Module 3 Lesson 6: Streaming Responses
Words as they happen. Why streaming is the secret to a fast-feeling AI application.
Streaming Responses: The Secret to Instant AI
Have you ever used an AI app where you wait for 10 seconds, and then the entire paragraph suddenly appears? That is a "Non-streaming" request. It feels slow and frustrating.
Streaming is the technique used to send words to the screen as they are generated. It is the default behavior of Ollama, and it is the key to a professional user experience.
Time to First Token (TTFT)
The most important metric in AI performance isn't how long the whole answer takes; it's how long the first word takes.
- Total Time: 10 seconds.
- TTFT: 0.2 seconds.
If a user sees the first word start to appear within 200ms, they perceive the app as "instant," even if it takes another 9.8 seconds to finish the sentence.
How Streaming Works in the CLI
When you run ollama run llama3, you are seeing streaming in action. Notice how the letters dance across the screen? Ollama is receiving a stream of data from the local server and rendering it bit by bit.

##############################

■ Problems and tasks:
a) According to the streaming lesson, what is the most important metric in AI performance?
b) Write a continuation of the streaming lesson, starting after its final sentence.
The lines after this point are separate material, unrelated to the streaming lesson.

[Items from a data source]
##############################

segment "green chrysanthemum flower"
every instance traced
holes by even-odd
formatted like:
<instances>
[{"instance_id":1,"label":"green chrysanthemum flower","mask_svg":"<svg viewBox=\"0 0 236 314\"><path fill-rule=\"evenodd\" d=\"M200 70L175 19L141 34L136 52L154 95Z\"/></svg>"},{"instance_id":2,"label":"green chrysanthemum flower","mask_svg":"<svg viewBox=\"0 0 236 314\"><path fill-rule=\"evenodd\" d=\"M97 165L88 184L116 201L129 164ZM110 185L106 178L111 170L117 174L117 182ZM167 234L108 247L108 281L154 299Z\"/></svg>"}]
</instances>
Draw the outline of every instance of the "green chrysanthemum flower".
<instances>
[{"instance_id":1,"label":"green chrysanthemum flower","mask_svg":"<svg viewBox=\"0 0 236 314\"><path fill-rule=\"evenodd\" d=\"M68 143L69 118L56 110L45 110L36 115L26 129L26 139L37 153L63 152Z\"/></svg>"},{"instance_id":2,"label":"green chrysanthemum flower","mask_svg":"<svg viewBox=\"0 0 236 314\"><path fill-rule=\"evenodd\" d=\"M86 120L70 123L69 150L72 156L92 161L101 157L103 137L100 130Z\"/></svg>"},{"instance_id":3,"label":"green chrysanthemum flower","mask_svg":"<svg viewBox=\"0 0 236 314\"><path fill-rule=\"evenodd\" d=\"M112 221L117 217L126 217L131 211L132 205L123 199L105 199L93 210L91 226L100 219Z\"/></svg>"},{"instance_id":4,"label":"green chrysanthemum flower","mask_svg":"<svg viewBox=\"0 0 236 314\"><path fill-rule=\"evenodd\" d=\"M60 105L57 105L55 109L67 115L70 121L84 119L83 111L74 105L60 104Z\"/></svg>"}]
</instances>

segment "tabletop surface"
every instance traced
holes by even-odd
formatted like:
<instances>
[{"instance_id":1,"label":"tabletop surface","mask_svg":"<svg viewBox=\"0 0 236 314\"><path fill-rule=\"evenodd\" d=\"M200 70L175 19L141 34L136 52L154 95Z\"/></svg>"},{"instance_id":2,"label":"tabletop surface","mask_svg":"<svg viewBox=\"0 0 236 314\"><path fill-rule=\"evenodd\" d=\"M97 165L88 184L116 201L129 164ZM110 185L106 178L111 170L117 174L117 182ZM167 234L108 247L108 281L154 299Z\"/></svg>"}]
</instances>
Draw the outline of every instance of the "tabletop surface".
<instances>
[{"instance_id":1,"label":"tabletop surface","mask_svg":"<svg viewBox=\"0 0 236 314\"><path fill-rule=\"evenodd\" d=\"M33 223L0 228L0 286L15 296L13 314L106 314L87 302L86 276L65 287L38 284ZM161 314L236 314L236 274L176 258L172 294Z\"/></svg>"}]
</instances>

##############################

■ Answers given:
a) Time to First Token (TTFT), meaning how long the first word takes to appear.

b)
How Streaming Works in Code (API)
When you make a request to the Ollama API, the response is sent as a series of JSON objects, one for each "token" (word or partial word).
{"model":"llama3", "created_at":"...", "response":"The", "done":false}
{"model":"llama3", "created_at":"...", "response":" sky", "done":false}
{"model":"llama3", "created_at":"...", "response":" is", "done":false}
{"model":"llama3", "created_at":"...", "response":" blue.", "done":true}
By reading this stream as it arrives, your application can update the UI immediately.
When to DISABLE Streaming
There are rare cases where you might want to wait for the whole answer:
- JSON Processing: If you want to transform a response into a table or a chart, you need the whole string before you can parse it as JSON.
- Server-to-Server: If your Python script is calling Ollama to save an answer to a database, you don't need to see it "stream" into the database.
In these cases, you add "stream": false to your API request.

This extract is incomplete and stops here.